• Exercise material:
──────────────────────────────
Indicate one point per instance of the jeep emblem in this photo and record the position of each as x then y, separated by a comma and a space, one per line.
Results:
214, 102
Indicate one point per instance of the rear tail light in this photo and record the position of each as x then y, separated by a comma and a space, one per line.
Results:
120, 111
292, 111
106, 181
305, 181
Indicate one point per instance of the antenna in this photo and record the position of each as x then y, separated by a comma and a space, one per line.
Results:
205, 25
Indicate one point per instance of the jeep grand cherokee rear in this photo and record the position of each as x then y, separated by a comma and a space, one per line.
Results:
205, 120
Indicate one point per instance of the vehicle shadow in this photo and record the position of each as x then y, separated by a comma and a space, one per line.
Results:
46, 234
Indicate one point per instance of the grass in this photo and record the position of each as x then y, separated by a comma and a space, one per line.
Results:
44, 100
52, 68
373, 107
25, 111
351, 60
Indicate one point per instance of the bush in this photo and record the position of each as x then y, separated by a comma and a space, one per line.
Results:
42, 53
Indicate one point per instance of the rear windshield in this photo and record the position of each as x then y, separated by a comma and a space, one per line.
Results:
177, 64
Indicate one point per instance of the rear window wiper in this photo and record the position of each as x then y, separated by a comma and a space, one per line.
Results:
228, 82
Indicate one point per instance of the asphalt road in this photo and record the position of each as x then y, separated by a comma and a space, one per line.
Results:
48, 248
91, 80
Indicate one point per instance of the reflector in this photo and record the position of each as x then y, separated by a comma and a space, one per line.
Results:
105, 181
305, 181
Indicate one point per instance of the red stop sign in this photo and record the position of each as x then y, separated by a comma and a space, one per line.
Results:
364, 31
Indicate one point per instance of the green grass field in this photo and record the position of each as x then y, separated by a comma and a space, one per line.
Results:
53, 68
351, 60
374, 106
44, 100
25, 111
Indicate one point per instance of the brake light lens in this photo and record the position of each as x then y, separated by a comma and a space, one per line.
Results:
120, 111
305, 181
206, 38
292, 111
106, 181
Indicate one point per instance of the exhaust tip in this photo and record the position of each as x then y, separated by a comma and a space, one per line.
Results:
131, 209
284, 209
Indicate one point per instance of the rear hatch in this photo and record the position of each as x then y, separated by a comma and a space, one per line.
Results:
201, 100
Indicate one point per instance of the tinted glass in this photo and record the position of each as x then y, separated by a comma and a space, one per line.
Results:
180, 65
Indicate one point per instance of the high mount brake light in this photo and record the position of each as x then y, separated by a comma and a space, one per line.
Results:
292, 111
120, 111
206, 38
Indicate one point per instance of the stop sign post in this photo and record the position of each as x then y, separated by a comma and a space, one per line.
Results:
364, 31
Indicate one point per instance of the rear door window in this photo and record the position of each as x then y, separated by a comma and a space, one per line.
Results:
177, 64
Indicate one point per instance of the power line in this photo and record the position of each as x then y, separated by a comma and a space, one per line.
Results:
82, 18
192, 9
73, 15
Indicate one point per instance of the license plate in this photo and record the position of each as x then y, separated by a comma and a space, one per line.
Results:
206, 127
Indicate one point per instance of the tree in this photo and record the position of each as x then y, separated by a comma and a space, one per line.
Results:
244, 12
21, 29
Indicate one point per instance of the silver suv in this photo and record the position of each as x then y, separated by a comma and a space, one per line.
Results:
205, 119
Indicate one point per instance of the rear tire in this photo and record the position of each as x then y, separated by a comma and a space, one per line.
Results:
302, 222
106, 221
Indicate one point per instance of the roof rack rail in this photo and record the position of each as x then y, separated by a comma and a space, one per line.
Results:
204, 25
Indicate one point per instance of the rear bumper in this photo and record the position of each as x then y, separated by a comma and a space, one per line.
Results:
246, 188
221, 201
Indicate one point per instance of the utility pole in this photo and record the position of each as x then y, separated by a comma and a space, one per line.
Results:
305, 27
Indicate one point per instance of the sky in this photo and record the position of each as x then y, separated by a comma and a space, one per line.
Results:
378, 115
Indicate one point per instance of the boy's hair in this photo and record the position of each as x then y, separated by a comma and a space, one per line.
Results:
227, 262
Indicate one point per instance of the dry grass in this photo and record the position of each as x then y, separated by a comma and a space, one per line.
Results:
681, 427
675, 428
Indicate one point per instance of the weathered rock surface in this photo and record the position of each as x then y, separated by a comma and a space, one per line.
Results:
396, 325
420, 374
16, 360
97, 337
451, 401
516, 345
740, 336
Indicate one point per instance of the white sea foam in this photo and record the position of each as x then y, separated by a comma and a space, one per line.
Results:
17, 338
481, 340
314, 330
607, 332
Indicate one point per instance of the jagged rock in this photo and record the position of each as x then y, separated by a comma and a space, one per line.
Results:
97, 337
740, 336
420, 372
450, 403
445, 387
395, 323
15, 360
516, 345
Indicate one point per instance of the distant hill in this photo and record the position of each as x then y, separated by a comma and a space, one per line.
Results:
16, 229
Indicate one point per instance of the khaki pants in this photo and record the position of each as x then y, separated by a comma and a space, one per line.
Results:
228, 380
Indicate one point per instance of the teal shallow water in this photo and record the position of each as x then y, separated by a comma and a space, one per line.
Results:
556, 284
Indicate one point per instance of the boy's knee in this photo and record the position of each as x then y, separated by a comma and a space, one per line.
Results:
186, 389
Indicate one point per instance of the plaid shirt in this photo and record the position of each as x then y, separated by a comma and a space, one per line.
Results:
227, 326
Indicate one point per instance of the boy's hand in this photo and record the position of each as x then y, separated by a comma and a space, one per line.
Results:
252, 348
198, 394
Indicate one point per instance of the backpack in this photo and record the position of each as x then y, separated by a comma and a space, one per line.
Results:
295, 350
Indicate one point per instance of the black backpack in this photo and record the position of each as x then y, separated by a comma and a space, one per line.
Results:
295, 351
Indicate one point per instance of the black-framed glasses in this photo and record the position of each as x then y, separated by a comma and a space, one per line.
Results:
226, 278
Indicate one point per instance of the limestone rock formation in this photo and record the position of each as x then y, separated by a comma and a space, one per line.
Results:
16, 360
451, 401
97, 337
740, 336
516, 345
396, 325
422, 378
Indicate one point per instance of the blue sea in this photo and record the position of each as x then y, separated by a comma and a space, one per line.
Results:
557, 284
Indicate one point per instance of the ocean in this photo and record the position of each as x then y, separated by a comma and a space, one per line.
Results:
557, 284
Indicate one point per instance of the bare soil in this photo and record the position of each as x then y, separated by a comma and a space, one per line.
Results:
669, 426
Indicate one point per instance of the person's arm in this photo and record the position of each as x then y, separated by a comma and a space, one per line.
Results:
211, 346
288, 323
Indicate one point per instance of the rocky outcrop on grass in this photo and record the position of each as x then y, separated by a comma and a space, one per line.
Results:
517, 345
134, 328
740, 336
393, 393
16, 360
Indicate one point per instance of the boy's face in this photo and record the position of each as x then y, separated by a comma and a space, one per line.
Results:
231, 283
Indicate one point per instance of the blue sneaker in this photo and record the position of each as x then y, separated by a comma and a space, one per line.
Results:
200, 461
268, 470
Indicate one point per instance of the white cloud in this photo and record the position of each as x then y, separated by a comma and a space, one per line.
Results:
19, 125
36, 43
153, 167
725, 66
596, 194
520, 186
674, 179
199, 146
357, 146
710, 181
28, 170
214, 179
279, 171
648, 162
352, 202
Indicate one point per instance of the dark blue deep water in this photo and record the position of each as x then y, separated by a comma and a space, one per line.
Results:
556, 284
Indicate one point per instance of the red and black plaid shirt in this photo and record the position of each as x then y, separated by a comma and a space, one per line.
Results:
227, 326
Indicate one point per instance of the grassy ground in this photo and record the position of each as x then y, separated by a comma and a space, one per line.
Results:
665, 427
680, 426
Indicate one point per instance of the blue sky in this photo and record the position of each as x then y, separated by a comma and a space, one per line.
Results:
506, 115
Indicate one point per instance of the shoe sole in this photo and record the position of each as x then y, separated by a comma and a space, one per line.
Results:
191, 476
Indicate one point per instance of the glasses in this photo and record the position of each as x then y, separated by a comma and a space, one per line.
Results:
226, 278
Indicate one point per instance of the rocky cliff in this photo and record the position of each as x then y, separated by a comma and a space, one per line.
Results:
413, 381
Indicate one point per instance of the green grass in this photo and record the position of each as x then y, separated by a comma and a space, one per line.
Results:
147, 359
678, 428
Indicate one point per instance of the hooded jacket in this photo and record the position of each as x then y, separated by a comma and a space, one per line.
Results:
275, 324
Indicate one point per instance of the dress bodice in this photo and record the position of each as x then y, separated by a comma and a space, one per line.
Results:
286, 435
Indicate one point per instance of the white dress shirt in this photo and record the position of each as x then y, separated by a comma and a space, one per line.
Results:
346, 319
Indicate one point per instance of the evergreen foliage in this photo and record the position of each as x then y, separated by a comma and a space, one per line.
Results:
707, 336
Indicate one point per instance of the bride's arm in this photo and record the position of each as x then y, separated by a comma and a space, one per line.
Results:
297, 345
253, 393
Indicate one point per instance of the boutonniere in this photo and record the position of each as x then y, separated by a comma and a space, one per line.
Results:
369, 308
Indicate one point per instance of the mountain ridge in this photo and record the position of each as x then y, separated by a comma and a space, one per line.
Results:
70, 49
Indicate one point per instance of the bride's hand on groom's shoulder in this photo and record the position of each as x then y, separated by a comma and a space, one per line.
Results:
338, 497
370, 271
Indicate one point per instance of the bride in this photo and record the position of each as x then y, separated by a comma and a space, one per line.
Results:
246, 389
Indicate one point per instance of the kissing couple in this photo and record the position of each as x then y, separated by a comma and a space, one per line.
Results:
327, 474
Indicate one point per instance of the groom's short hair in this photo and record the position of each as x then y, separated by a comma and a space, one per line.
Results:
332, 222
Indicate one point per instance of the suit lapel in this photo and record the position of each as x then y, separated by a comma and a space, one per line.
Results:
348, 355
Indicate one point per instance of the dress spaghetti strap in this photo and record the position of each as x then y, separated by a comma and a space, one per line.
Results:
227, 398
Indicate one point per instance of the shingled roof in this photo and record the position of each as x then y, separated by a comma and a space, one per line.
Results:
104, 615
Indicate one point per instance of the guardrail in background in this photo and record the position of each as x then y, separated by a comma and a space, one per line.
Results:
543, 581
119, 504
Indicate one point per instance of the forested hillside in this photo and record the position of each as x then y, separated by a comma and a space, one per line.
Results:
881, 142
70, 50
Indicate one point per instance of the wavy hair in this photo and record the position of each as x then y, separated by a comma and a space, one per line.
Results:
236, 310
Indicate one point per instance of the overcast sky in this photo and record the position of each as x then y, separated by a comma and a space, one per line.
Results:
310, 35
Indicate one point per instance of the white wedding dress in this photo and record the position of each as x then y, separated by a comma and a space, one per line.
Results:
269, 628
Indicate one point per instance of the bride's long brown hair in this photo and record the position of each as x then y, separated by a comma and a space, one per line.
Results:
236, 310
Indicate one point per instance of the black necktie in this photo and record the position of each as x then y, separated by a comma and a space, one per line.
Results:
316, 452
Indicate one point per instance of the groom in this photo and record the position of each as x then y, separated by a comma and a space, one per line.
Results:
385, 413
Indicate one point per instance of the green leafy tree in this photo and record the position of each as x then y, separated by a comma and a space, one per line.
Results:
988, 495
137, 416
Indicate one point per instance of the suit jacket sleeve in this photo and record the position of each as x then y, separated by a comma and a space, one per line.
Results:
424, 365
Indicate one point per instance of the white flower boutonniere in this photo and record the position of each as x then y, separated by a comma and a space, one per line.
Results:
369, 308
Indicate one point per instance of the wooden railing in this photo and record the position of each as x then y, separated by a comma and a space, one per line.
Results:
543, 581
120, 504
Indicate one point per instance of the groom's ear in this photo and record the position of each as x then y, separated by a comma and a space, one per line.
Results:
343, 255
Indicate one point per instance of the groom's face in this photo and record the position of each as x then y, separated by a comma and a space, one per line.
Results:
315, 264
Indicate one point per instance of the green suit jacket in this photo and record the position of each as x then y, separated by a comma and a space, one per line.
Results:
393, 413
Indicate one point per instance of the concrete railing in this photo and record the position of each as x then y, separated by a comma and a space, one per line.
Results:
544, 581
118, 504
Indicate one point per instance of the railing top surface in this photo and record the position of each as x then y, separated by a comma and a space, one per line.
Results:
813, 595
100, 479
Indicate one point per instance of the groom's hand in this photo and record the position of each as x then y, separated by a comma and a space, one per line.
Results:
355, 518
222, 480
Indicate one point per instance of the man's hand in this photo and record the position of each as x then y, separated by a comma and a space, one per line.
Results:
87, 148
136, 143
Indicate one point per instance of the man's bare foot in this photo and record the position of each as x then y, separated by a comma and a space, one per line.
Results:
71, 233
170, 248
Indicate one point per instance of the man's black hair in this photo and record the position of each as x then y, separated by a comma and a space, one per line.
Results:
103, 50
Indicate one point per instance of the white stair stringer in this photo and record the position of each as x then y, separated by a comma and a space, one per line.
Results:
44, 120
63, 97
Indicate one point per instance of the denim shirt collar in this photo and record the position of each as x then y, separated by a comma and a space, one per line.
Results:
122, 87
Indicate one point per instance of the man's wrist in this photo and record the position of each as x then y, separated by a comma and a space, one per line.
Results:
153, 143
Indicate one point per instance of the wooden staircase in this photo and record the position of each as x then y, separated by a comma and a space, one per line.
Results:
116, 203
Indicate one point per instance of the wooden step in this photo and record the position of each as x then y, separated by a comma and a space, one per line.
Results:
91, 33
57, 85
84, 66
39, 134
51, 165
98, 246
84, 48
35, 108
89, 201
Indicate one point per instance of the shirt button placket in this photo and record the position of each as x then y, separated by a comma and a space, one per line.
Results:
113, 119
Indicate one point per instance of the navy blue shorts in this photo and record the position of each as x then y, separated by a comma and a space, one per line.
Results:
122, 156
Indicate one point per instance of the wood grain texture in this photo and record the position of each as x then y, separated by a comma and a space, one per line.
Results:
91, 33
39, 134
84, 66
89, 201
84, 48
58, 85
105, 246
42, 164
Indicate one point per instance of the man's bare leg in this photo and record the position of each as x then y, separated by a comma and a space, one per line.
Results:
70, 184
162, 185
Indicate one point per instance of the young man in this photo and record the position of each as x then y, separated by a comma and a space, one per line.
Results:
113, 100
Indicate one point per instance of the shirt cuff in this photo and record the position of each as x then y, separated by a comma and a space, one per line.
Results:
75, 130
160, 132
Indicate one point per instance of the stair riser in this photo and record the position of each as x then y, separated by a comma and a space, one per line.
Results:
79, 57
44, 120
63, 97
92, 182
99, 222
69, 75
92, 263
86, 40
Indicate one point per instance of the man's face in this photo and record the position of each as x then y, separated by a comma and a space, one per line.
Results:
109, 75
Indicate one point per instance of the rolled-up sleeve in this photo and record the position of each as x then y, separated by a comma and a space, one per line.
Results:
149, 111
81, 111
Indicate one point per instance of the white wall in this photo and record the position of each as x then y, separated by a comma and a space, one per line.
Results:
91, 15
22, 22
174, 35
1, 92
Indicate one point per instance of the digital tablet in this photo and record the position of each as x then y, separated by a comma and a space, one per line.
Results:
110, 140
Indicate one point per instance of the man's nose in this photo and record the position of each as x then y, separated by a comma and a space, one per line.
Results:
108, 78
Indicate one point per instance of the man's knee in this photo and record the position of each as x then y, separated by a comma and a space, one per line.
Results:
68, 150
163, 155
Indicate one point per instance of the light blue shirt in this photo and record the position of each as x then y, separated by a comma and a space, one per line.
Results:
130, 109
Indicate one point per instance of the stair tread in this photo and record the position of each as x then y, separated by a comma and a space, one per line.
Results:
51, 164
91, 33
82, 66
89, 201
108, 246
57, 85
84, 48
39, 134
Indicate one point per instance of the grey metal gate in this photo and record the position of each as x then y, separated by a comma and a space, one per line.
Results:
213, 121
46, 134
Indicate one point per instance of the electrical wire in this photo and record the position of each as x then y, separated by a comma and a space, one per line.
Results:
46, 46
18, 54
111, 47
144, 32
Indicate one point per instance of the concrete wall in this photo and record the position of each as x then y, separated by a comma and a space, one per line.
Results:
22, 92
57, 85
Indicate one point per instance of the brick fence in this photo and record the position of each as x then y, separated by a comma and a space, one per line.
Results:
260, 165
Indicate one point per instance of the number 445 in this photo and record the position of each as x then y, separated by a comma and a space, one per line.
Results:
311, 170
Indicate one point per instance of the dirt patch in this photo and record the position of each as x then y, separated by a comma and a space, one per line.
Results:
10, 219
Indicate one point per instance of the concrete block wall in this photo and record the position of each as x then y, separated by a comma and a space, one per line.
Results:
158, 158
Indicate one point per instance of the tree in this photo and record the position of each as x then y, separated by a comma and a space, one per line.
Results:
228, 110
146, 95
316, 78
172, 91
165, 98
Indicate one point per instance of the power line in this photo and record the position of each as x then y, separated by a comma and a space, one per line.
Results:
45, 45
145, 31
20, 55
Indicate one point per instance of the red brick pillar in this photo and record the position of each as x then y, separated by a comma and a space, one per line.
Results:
──────────────────────────────
• Task prompt: Set down, unchanged, the line that contains "Indicate one point per instance of the brick" together with every later line in the records, through the last one.

• Correct result:
Indicate one point per instance of the brick fence in this photo and record the position of each as x then y, separated by a comma and a space, one per line.
Results:
260, 165
Indicate one point per instance of the number 445 in this photo and record the position of each as x then y, separated by a comma and a space, one per line.
Results:
311, 170
Indicate one point per instance of the dirt patch in this photo and record the position of each as x then y, separated by a comma and a space, one per line.
Results:
10, 219
Indicate one point per instance of the concrete block wall in this photo and record the position of each as x then y, separated by a comma and a space, one per line.
Results:
158, 158
Indicate one point per instance of the tree in this photo and record the position of each as x then y, separated by a comma and a space, one per line.
Results:
228, 110
146, 95
316, 78
172, 91
165, 98
Indicate one point per instance of the power line in this photo and record the position of each as x then y, separated by a comma and a space, one per line.
Results:
45, 45
145, 31
20, 55
Indicate one point per instance of the red brick pillar in this photo and record the position of each as x then y, separated by a comma and a space, one per line.
Results:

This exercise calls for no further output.